Task objective
Give the data below again exactly as written, without its pictures.

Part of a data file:
- - -

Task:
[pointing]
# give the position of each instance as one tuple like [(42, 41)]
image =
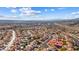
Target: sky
[(38, 13)]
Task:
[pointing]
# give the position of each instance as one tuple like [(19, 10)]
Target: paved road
[(12, 40)]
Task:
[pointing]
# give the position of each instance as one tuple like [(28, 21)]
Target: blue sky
[(38, 13)]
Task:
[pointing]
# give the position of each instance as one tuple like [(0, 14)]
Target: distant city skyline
[(38, 13)]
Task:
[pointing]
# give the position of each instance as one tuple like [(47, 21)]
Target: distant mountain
[(37, 21)]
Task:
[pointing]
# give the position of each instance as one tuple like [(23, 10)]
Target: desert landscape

- - -

Response for this exercise
Task:
[pointing]
# give the position of each instance as one tuple like [(42, 41)]
image =
Target: sky
[(38, 13)]
Task:
[pointing]
# give the position of each instance as one tuple like [(19, 10)]
Target: paved road
[(12, 40)]
Task:
[pointing]
# give the position of each instance as one tuple like [(28, 21)]
Target: blue sky
[(38, 13)]
Task:
[pointing]
# give the position of each instance as one tuple like [(0, 14)]
Target: distant city skyline
[(38, 13)]
Task:
[pointing]
# give the position of each instance as one tuple like [(47, 21)]
Target: distant mountain
[(37, 21)]
Task:
[pointing]
# give the position of each instance as one tuple like [(23, 10)]
Target: desert landscape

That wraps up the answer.